ЗАДАНИЕ 1
Перечислите все виды обуви, которые упоминаются в очерке о предках.
ЗАДАНИЕ 2
Воспроизведите дословно фрагмент очерка о предках, начиная со слов «Знакомый биоинформатик авторитетно» и далее до слов «обладателя сапог.» включительно.

СТРАНИЦА
★ ★ ★ ★ ★
Излишне уточнять, что из всех глав первого тома мой наибольший
интерес вызвала вторая глава, под названием «Предки». Ибо предки
Н.П.Гилярова-Платонова по материнской линии — это и мои прямые
предки. Его прадед, поп Соборной церкви села Черкизово Михаил
Сидорович по прозванию Болона (предполагаю ударение на последнем
слоге, ибо слово «болона́» определяется словарями как «наплыв на
дереве») приходится мне прапрапрапрапрапрадедом. Удобства ради
предложил бы термин «шестипрадед». Вот как описывает автор своего и
моего пращура, жившего в екатерининские времена:
«...Откуда получил прадед такое прозвище, родитель мой не мог
объяснить. Но Болона был замечательный человек в своей окружности —
он слыл богатым: у него были сапоги! Да, сапоги, и это считалось
признаком достаточности, потому что большинство попов одевалось в
лапти и валенки. И Михаил Сидорович ходил также в валенках, но
сапоги у него были и стояли в алтаре. Он надевал их во время
служения. Была ли у него ряса, предание умалчивает. Вернее, что
нет. [...] Михаил Сидорович ценил свою состоятельность и не прочь
был ею похвастаться. В праздники, когда собирались у него гости из
окружного духовенства, он водил их в светелку, подымал крышку
сундука и показывал рубли. Да, серебряные рубли были в диковину
сельскому духовенству, быт которого совсем не отличался от
тогдашнего крестьянского.»
Знакомый биоинформатик авторитетно заверил меня, что на таком
значительном генетическом расстоянии, в девять поколений, любые
наследуемые признаки стачиваются, становятся неотличимыми от
среднестатистических показателей популяции. Наивно было бы думать,
что в моем фенотипе сохранились хоть какие-то черты, делающие меня
похожим на моего шестипрадеда. И всё же я испытываю необъяснимое
волнение, когда осознаю, что больше шести миллионов пар нуклеотидов
(1/512 ядерной ДНК) в каждой из триллионов клеток моего организма
скопированы из организма Михаила Сидоровича Болоны, гордого
обладателя сапог.
★ ★ ★ ★ ★
ЗАПИСИ ДАННЫХ
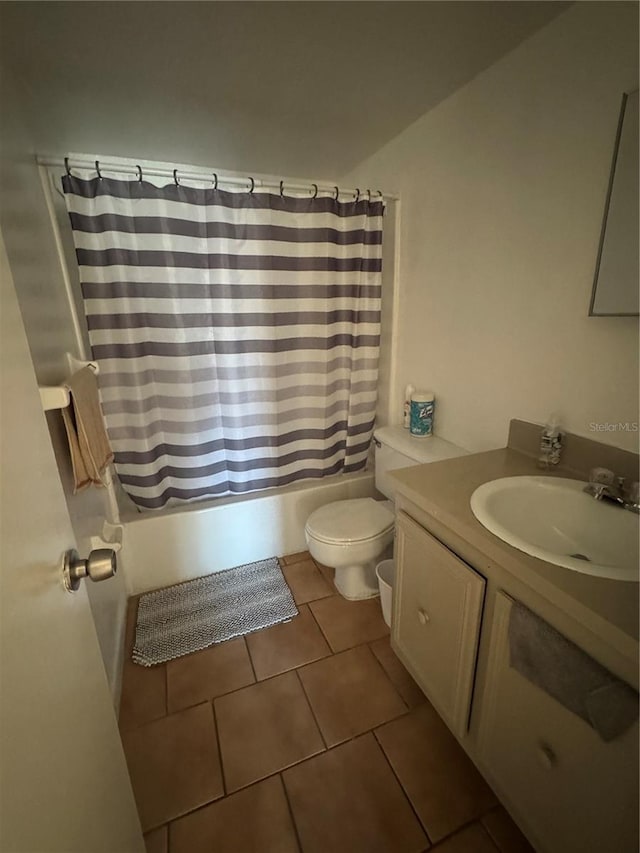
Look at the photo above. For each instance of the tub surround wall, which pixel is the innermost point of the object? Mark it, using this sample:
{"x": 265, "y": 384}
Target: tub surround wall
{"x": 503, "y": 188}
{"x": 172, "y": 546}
★ ★ ★ ★ ★
ОТВЕТ 1
Сапоги, лапти, валенки.

ОТВЕТ 2
Знакомый биоинформатик авторитетно заверил меня, что на таком
значительном генетическом расстоянии, в девять поколений, любые
наследуемые признаки стачиваются, становятся неотличимыми от
среднестатистических показателей популяции. Наивно было бы думать,
что в моем фенотипе сохранились хоть какие-то черты, делающие меня
похожим на моего шестипрадеда. И всё же я испытываю необъяснимое
волнение, когда осознаю, что больше шести миллионов пар нуклеотидов
(1/512 ядерной ДНК) в каждой из триллионов клеток моего организма
скопированы из организма Михаила Сидоровича Болоны, гордого
обладателя сапог.